Les créatifs, c’est bien connu, vivent un peu dans la lune. Sur la face éclairée où chaque pas est la conséquence d’un choix délibéré, où la lumière se pose sur nos créations pour en souligner les aspects conscients. Et sur la face cachée, sombre parfois, mais surtout méconnue. Une sorte de terra incognita dont l’ombre s’étend sans que l’on y prête attention jusqu’au cœur même de la lumière. Alors que nos regards se portent sur ce qui brille, il faut se pencher un peu pour voir de plus près cette zone grise qu’est la part inconsciente nichée au sein de nos créations. Ça ne nous saute pas aux yeux, aveuglés que nous sommes par la lumière. Je me souviens de cette rencontre avec un collègue illustrateur et qui me sort lors de notre discussion : « Tu ressembles à tes illustrations ! » Sur le coup, j’ai trouvé sa remarque plutôt marrante, mais elle n’est pas tombée dans l’oreille d’une taupe (taupe ??? C’est l’inconscient qui parle). Elle m’a drôlement fait cogiter, pas la taupe, la remarque.

* Support d'exercice *
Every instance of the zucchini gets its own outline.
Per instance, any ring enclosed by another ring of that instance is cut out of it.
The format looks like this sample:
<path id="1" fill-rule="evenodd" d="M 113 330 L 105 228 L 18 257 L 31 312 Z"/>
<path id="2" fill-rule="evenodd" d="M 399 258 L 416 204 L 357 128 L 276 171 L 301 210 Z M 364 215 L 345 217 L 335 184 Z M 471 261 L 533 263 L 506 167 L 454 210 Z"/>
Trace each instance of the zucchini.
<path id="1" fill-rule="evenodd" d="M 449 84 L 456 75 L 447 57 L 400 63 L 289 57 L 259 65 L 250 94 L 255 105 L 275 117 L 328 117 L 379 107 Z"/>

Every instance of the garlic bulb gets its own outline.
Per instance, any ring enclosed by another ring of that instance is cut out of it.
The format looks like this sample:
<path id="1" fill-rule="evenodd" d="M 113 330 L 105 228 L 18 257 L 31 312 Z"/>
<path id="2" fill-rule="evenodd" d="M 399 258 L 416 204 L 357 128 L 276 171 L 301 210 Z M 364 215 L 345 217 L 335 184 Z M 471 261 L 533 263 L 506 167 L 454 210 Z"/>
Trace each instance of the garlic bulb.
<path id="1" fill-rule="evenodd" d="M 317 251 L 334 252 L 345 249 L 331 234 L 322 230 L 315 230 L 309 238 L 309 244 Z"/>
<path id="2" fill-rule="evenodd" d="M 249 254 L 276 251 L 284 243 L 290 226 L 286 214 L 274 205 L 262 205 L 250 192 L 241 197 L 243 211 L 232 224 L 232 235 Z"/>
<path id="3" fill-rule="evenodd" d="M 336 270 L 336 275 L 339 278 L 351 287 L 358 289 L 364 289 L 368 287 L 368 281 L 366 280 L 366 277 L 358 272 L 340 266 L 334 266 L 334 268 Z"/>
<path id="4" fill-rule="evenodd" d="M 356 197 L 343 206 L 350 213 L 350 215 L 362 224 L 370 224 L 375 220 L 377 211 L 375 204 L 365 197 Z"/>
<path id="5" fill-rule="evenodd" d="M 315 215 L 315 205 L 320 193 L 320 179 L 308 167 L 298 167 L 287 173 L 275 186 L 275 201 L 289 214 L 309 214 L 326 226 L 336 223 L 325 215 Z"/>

* Exercices proposés *
A) D'après le texte cité, quelle remarque le collègue illustrateur fait-il au cours de la discussion ?
B) Recopiez à l'identique les lignes des enregistrements, de celle qui contient « Every instance of the garlic » jusqu'à celle qui contient « Trace each instance of the garlic bulb. », incluse.
Le texte cité et les enregistrements proviennent de sources distinctes.

* Corrigé ci-dessous *
A) « Tu ressembles à tes illustrations ! »

B)
Every instance of the garlic bulb gets its own outline.
Per instance, any ring enclosed by another ring of that instance is cut out of it.
The format looks like this sample:
<path id="1" fill-rule="evenodd" d="M 113 330 L 105 228 L 18 257 L 31 312 Z"/>
<path id="2" fill-rule="evenodd" d="M 399 258 L 416 204 L 357 128 L 276 171 L 301 210 Z M 364 215 L 345 217 L 335 184 Z M 471 261 L 533 263 L 506 167 L 454 210 Z"/>
Trace each instance of the garlic bulb.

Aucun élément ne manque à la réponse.